Marseille et sa mythologie, Netflix et son savoir-faire, Gérard Depardieu et Benoît Magimel, l’école française face au style hollywoodien. Lorsque la plateforme américaine de streaming à l'origine de House of Cards a annoncé sa première production française consacrée à la cité phocéenne, l’enthousiasme et l’attente étaient de rigueur. Fin de suspense vendredi avec la mise en ligne de la saison 1. Vous hésitez encore ? Voici quelques indices utiles avant de se lancer dans les méandres de Marseille.
• Que raconte la série ? Marseille suit la rivalité grandissante entre un maire en fin de carrière, interprété par Gérard Depardieu, et son premier adjoint qui est aussi son fils spirituel, incarné par Benoît Magimel. A l’origine, le premier pense transmettre le flambeau du pouvoir au second, non sans arrière-pensée : conserver son influence sur la ville. Sauf que le premier adjoint ne va pas hésiter à trahir son père spirituel à la première occasion pour tenter de prendre sa place et s’affranchir de toute tutelle. C’est donc l’histoire d’une transmission de pouvoir contrariée, avec en toile de fond une ville marquée par le clientélisme et le banditisme. Bref, sur le papier, on est a priori loin du petit monde de Plus belle la vie.
Marseille - Bande-annonce principale - Netflix...par mirainonews
• Un House of Cards "avé" l’accent ? De la politique, des protagonistes sans états d’âme, des trahisons. Lorsque Netflix a annoncé le tournage de Marseille, les observateurs n’ont pas tardé à faire le parallèle avec une autre de ses créations : le très cynique House of Cards, porté par Kevin Spacey. D’autant que la cité phocéenne semble un lieu idéal pour de telles histoires, au regard de la fantasmagorie que suscite cette ville.
Sauf que ce n’était visiblement pas l’intention du créateur de la série, Dan Franck. "On a toujours dit que c’était un House of Cards à la française, c’est une erreur absolue. House of Cards est une série politique, Baron Noir est une série politique. ‘Marseille’, pas du tout. C’est une histoire psychologique entre un père et un ‘fils’ qui s’empoignent dans le cadre des élections municipales à Marseille", a-t-il expliqué dans les colonnes de L’Obs.
• Il paraît que la critique est très, très sévère... Il n’y a pas débat, les critiques sont aussi assassines que les attentes étaient élevées. "C'est une débandade artistique, un raté industriel pour Netflix, sans doute son premier navet ‘maison’, qu'on découvre d'abord surpris, puis consterné, enfin hilare", tacle Telerama. Les Inrocks est sur la même ligne et décrit une série "aussi surfilmée que vide de sens et de capacité à émouvoir". Le Monde n’est pas plus indulgent : "En langage châtié, cela s'appelle un accident industriel. En langage courant, cela s'appelle une bouse".
Il n’y a que La Provence pour prendre la défense de la série. "Les échos entre fiction et réalité, auxquels nous ont habitué les séries américaines, sont savoureux. Le scénario de Marseille en joue comme nul autre", indique le quotidien avant de louer la "réactivité" et "l’humour" de ce projet. Il faut néanmoins dire que le journal est juge et partie puisqu’il se retrouve au cœur de l’intrigue et que plusieurs scènes ont été tournées dans ses locaux.

(Enregistrements de données sur l’emplacement d’objets)
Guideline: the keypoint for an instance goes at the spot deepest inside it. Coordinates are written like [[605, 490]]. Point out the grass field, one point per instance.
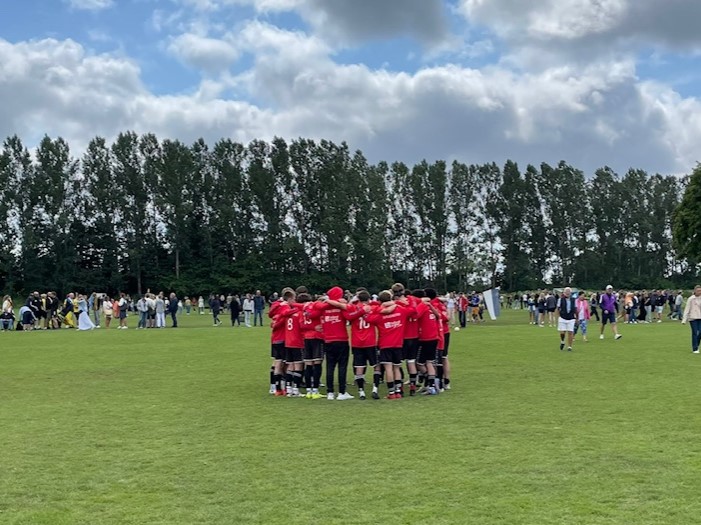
[[177, 427]]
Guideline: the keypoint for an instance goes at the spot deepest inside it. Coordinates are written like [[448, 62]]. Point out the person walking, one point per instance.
[[678, 302], [692, 315], [583, 315], [142, 308], [235, 310], [215, 307], [160, 311], [248, 309], [567, 318], [174, 307], [258, 307], [607, 301]]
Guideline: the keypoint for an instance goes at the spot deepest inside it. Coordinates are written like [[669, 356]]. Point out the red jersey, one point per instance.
[[333, 322], [462, 303], [443, 325], [391, 326], [277, 335], [311, 327], [293, 330], [363, 333], [411, 330], [428, 324]]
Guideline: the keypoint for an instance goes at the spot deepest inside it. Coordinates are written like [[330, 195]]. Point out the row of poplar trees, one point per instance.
[[143, 213]]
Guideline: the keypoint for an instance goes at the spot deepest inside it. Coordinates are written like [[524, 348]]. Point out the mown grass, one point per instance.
[[176, 426]]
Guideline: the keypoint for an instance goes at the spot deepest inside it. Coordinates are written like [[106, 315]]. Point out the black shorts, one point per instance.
[[410, 350], [391, 356], [364, 356], [608, 318], [293, 355], [277, 351], [427, 353], [313, 350]]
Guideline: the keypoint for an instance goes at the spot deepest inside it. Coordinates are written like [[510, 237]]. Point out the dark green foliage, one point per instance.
[[142, 214]]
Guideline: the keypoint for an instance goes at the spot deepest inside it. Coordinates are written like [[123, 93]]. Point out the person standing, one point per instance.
[[550, 306], [258, 308], [607, 302], [160, 311], [123, 306], [583, 315], [107, 310], [248, 309], [678, 302], [692, 314], [336, 347], [567, 318], [174, 308], [215, 306], [235, 309], [142, 308], [462, 309]]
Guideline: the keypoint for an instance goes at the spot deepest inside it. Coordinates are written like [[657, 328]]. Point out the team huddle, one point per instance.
[[392, 329]]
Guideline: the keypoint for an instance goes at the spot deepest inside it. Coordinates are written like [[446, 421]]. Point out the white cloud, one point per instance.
[[590, 116], [207, 54], [672, 23], [90, 5], [346, 22]]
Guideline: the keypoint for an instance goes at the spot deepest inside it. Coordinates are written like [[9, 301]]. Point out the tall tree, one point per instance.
[[687, 220]]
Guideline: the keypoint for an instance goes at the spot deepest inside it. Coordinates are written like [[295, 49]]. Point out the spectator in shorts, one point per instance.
[[583, 315], [607, 301], [123, 307], [567, 318], [692, 314], [108, 311]]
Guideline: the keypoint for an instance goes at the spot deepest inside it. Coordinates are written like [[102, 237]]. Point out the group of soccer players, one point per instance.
[[396, 328]]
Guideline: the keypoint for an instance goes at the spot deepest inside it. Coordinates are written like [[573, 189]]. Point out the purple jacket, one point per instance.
[[608, 302]]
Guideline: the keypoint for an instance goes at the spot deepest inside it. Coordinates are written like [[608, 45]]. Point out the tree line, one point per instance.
[[142, 213]]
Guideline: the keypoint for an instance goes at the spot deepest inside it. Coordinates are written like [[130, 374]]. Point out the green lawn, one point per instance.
[[177, 427]]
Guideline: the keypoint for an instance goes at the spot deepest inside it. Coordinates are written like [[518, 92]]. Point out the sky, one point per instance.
[[593, 82]]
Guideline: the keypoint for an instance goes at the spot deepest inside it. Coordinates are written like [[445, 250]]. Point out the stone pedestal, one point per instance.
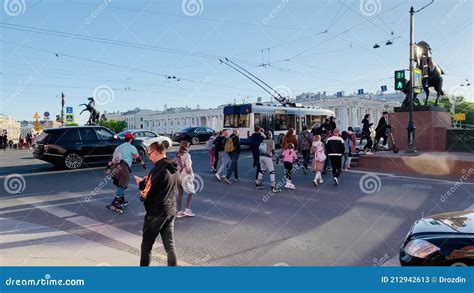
[[430, 133]]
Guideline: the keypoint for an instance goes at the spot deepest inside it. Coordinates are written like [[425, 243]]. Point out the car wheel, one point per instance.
[[73, 161]]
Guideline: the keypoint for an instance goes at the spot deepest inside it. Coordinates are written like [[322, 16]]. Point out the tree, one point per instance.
[[114, 125]]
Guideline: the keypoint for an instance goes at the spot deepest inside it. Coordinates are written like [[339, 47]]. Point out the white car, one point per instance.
[[148, 137]]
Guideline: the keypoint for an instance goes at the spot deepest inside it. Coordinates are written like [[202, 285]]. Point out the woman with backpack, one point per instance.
[[211, 151], [319, 158], [186, 179], [267, 150]]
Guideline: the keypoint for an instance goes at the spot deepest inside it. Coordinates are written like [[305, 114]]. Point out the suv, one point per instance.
[[72, 147]]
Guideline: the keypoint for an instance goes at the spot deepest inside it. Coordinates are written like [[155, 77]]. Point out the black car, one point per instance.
[[194, 135], [440, 240], [72, 147]]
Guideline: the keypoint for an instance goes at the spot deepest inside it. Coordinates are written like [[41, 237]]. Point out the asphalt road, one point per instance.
[[361, 222]]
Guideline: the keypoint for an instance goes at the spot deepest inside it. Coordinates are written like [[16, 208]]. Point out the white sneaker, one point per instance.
[[188, 213]]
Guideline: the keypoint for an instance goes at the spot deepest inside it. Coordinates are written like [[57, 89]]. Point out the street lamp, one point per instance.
[[411, 147]]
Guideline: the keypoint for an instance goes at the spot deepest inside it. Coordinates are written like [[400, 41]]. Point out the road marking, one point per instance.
[[56, 172]]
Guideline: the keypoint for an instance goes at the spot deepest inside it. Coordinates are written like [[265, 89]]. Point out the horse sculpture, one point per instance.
[[431, 75], [94, 115]]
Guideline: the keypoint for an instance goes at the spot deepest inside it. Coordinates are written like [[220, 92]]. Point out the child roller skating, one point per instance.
[[289, 157], [119, 168]]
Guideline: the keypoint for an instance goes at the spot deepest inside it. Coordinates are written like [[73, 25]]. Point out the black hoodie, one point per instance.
[[161, 198]]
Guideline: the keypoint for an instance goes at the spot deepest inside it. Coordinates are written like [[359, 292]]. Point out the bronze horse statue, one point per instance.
[[431, 75], [94, 115]]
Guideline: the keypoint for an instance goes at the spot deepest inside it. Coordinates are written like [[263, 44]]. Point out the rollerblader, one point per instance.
[[289, 157], [120, 168], [266, 151]]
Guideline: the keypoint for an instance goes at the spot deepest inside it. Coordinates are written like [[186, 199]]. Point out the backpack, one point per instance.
[[229, 145], [262, 149]]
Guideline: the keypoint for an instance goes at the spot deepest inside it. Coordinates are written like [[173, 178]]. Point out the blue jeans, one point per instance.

▶ Exercice court: Traduisez en anglais cette phrase de l’extrait consacré à la série Marseille : « C’est donc l’histoire d’une transmission de pouvoir contrariée, avec en toile de fond une ville marquée par le clientélisme et le banditisme. » Les enregistrements n’ont aucun rôle dans ce travail.

▶ Corrigé: So it is the story of a thwarted transfer of power, set against the backdrop of a city marked by clientelism and banditry.